#### [DIRECTIONS FOR THIS TASK]
Lines before the one containing "Task: point to the green grass." are excluded. Repeat that line and every line after it, exactly.

*** DATASET CONTENT

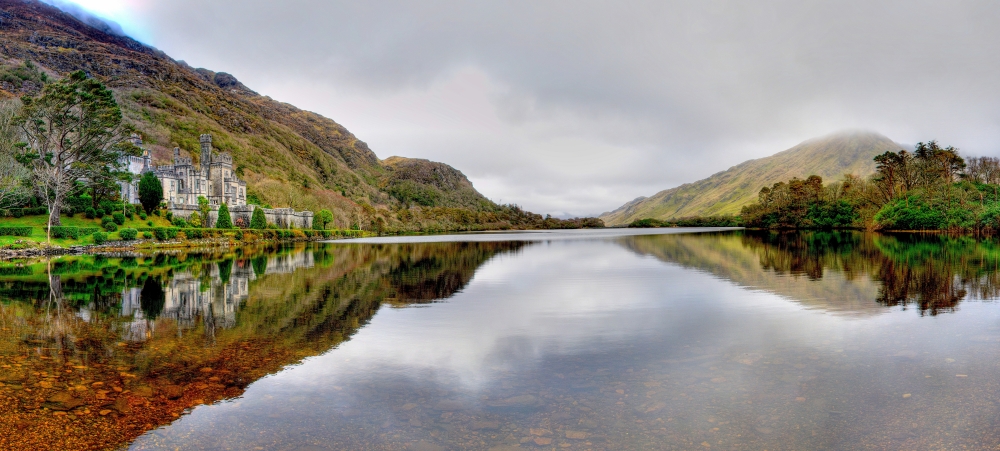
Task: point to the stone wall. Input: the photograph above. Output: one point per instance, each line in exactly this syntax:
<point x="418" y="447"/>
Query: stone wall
<point x="284" y="218"/>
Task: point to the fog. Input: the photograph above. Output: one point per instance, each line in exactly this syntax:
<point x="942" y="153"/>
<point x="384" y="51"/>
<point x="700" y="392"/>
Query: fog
<point x="575" y="107"/>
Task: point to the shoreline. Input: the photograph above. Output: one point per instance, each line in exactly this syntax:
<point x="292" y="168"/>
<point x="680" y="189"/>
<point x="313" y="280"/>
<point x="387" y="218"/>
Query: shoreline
<point x="144" y="244"/>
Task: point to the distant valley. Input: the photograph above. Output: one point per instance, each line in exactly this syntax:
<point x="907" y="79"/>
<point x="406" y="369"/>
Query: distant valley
<point x="726" y="192"/>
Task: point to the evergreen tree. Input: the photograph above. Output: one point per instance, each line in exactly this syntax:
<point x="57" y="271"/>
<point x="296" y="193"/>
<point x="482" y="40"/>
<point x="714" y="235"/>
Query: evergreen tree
<point x="74" y="131"/>
<point x="321" y="219"/>
<point x="224" y="221"/>
<point x="257" y="219"/>
<point x="150" y="192"/>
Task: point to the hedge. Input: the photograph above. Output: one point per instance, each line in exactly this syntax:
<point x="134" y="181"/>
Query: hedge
<point x="128" y="234"/>
<point x="15" y="271"/>
<point x="15" y="231"/>
<point x="19" y="212"/>
<point x="65" y="232"/>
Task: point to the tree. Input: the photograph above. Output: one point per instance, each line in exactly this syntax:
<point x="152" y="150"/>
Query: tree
<point x="224" y="221"/>
<point x="204" y="208"/>
<point x="150" y="192"/>
<point x="15" y="188"/>
<point x="74" y="131"/>
<point x="195" y="219"/>
<point x="321" y="219"/>
<point x="942" y="162"/>
<point x="258" y="220"/>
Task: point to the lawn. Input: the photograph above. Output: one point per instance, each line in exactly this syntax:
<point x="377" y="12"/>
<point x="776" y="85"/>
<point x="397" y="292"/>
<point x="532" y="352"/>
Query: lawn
<point x="38" y="223"/>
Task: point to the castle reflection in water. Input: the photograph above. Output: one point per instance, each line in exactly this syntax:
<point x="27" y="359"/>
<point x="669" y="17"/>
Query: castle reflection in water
<point x="210" y="299"/>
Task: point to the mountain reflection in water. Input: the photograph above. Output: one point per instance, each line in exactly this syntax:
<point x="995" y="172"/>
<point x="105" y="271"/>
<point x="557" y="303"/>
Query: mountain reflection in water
<point x="669" y="341"/>
<point x="96" y="350"/>
<point x="848" y="270"/>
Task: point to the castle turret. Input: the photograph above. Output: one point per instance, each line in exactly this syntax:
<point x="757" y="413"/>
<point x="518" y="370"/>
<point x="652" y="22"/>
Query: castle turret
<point x="206" y="151"/>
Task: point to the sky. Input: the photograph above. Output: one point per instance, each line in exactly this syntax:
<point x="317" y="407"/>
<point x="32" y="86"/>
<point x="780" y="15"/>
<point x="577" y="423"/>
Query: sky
<point x="576" y="107"/>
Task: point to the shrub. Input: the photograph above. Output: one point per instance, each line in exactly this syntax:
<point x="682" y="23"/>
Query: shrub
<point x="150" y="192"/>
<point x="195" y="219"/>
<point x="129" y="234"/>
<point x="224" y="221"/>
<point x="257" y="219"/>
<point x="64" y="232"/>
<point x="15" y="231"/>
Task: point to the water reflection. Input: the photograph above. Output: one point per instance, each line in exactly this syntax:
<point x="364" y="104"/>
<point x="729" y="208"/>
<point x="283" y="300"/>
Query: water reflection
<point x="677" y="341"/>
<point x="96" y="350"/>
<point x="846" y="271"/>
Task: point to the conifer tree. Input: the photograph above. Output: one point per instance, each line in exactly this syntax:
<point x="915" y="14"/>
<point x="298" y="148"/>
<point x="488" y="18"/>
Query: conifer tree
<point x="150" y="192"/>
<point x="257" y="219"/>
<point x="224" y="221"/>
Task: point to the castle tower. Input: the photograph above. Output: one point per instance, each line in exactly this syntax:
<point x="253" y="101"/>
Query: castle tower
<point x="206" y="151"/>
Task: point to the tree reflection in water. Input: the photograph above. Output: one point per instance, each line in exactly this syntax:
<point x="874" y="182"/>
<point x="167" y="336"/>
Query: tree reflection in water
<point x="94" y="351"/>
<point x="930" y="272"/>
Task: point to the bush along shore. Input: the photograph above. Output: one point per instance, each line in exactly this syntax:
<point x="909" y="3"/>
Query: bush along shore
<point x="932" y="189"/>
<point x="18" y="240"/>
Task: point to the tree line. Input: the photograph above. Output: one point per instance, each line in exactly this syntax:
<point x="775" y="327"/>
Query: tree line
<point x="931" y="188"/>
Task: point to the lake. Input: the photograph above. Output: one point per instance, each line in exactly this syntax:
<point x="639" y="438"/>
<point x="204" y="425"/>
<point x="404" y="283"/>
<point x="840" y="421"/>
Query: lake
<point x="601" y="340"/>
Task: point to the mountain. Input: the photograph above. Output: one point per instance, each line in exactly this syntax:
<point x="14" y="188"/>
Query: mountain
<point x="726" y="192"/>
<point x="289" y="157"/>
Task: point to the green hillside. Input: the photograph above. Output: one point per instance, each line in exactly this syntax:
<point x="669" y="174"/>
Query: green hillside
<point x="726" y="192"/>
<point x="288" y="157"/>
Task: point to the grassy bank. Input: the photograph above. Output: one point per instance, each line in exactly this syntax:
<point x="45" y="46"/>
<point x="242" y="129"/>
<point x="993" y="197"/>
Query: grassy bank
<point x="154" y="231"/>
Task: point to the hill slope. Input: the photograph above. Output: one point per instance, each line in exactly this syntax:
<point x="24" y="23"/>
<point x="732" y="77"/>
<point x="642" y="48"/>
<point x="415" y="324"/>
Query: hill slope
<point x="726" y="192"/>
<point x="289" y="157"/>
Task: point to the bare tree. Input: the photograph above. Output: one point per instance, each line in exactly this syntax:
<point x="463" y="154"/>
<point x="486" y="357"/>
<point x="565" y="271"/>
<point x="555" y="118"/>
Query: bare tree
<point x="14" y="176"/>
<point x="74" y="131"/>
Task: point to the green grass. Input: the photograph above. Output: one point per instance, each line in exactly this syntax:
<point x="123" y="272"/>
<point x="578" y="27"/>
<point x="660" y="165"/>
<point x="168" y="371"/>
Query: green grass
<point x="39" y="222"/>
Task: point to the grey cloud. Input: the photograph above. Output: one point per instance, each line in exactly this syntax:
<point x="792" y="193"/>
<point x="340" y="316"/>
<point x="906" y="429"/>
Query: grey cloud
<point x="674" y="90"/>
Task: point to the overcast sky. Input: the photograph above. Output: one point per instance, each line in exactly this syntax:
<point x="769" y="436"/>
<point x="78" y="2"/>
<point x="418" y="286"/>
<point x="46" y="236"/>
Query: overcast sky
<point x="575" y="107"/>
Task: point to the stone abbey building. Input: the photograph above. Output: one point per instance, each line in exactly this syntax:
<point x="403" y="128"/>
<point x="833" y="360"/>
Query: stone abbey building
<point x="183" y="182"/>
<point x="213" y="178"/>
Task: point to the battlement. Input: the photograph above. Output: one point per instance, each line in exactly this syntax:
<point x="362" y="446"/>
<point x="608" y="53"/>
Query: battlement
<point x="224" y="157"/>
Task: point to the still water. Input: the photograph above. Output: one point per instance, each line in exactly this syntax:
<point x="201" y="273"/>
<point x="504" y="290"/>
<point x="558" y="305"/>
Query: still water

******

#### [WRITTEN REPLY]
Task: point to the green grass. Input: the photograph above. Output: one point per instance, each line in exactly this syntax:
<point x="123" y="272"/>
<point x="578" y="27"/>
<point x="660" y="165"/>
<point x="168" y="371"/>
Query: green grass
<point x="39" y="222"/>
Task: point to the grey cloud. Input: the photograph above. Output: one point per instance, each line in exactly this syntax:
<point x="792" y="193"/>
<point x="340" y="316"/>
<point x="906" y="429"/>
Query: grey cloud
<point x="674" y="90"/>
Task: point to the overcast sky. Input: the photograph above. Output: one point per instance, each line in exactly this syntax:
<point x="769" y="436"/>
<point x="78" y="2"/>
<point x="418" y="286"/>
<point x="46" y="236"/>
Query: overcast sky
<point x="575" y="107"/>
Task: point to the stone abbey building. Input: the photograph above. Output: one point per instance, each line in exactly this syntax:
<point x="403" y="128"/>
<point x="833" y="360"/>
Query: stone abbey building
<point x="183" y="182"/>
<point x="213" y="178"/>
Task: point to the battlement. Input: the photograph above. Output: one point per instance, each line in exactly this syntax:
<point x="362" y="446"/>
<point x="608" y="53"/>
Query: battlement
<point x="224" y="157"/>
Task: point to the still water. Input: the photograph above. Output: one point per instance, each line in exactly this syntax:
<point x="201" y="273"/>
<point x="504" y="290"/>
<point x="558" y="305"/>
Query: still water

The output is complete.